------ Passage provided

Surgical procedures: dopamine denervation and grafting. For all stereotaxic surgical procedures, female Fischer 344 rats (150–200 gm) were anesthetized with a mixture of ketamine (75 mg/kg), xylazine (3.8 mg/kg), and acepromazine (0.75 mg/kg). As described previously (Lucidi-Phillipi et al., 1995), 8 μg (freebase weight) of 6-hydroxydopamine (6-OHDA) was infused in 2 μl at the following coordinates: AP −4.4 mm, ML 1.2 mm relative to bregma, and DV −7.5 mm from dura (Paxinos and Watson, 1986). To prevent destruction of noradrenergic neurons, desipramine (12.5 mg/kg, i.p.) was administered 30 min before the infusion of 6-OHDA. Animals were allowed to recover 2–3 weeks before the cells were implanted. Only those rats with ipsilateral rotations of >400/hr induced by amphetamine (5 mg/kg, i.p.) were used for grafting experiments.
For grafting, PF, PFTH, or PFTHGC cells were washed, trypsinized, and suspended in Dulbecco’s PBS. l-DOPA synthesis by PFTHGC cells was checked each time cells were grafted. Grafting was done only with cells below passage 15, because primary cells may senesce and survive poorly at higher passages.

------------
------ Provided material

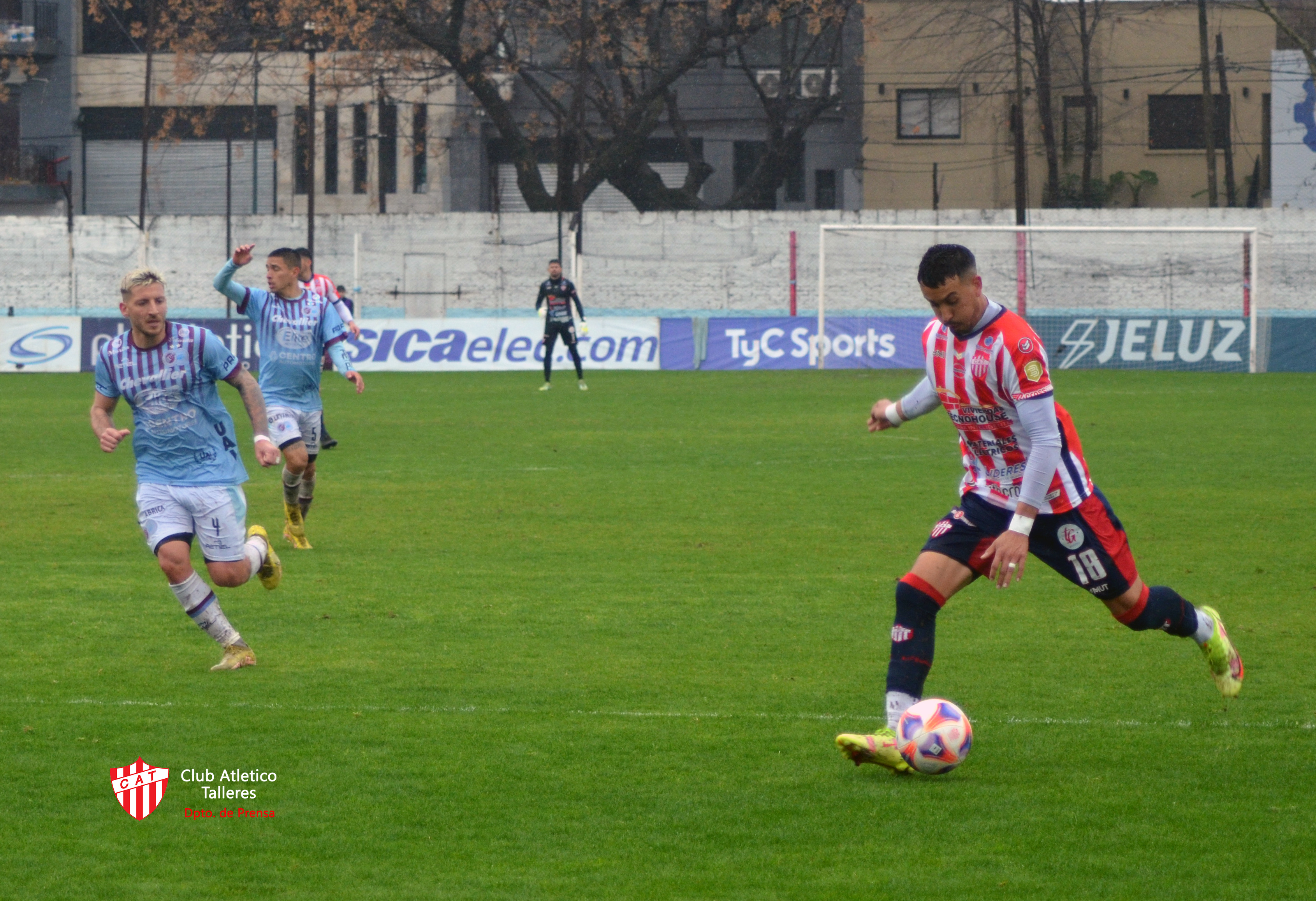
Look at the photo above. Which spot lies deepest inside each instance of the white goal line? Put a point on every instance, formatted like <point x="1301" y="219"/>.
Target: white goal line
<point x="1251" y="232"/>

------------

* [Task details]: Continue the methods passage on dopamine denervation and grafting in rats, starting right after its final sentence.

* [Reply]:
Behavioral experiments. In this experiment, fibroblast cells were grafted at eight sites. One microliter of cell suspension (50,000 cells/μl) was infused at each site in dorso-lateral striatum (AP 1.0, ML 2.0 and 3.5, DV 5.0 and 4.0; AP 0.0, ML 2.5 and 4.0, DV 5.0 and 4.0) for a total of 400,000 cells per animal. To assess their response to changes induced by the transplantation of the genetically modified fibroblasts, animals were tested with apomorphine (0.05 mg/kg, s.c.) before and at 1, 2, and 3 weeks after grafting. An automated rotometer (San Diego Instruments, San Diego, CA) was used to record the number of rotations per hour. Data were analyzed by two-way ANOVA with repeated measures.
Microdialysis experiments. In this study, fibroblasts were grafted at four sites. One microliter of the fibroblast suspension (75,000 cells/μl) was infused (0.5 μl/min) at each site in the striatum [AP 1.5 and −0.5 mm, ML ±2.8 mm relative to bregma, and DV −4.0 and −3.5 mm below dura (Paxinos and Watson, 1986)] for a total of 300,000 cells per animal. Microdialysis probes, of vertical concentric design, with a 2 mm active area, were calibrated in vitro for relative recovery to assure consistency, but the data were not corrected for recovery (Wachtel and Abercrombie, 1994). A microdialysis probe was implanted into the 6-OHDA-denervated striatum equidistant from the grafts at the following coordinates: AP 0.5 mm, ML ±2.5 mm relative to bregma, and DV −5.5 mm below dura (Paxinos and Watson, 1986). Artificial CSF (147 mm NaCl, 2.5 mm KCl, 1.3 mmCaCl2, and 0.9 mmMgCl2, pH ∼ 7.4) was perfused continuously through the probe at a rate of 1.5 μl/min. The microdialysis probe was left in place for 16–20 hr before dialysates were collected for HPLC analysis. NSD 1015 was administered intraperitoneally [100 mg/kg, dissolved in 0.9% (w/v) NaCl]. l-DOPA in dialysates (20 μl) was quantified at 15 min intervals by HPLC, as described above. Data were analyzed using ANOVA with repeated measures. Post hoc comparisons were conducted with Dunn’s multiple comparisons test.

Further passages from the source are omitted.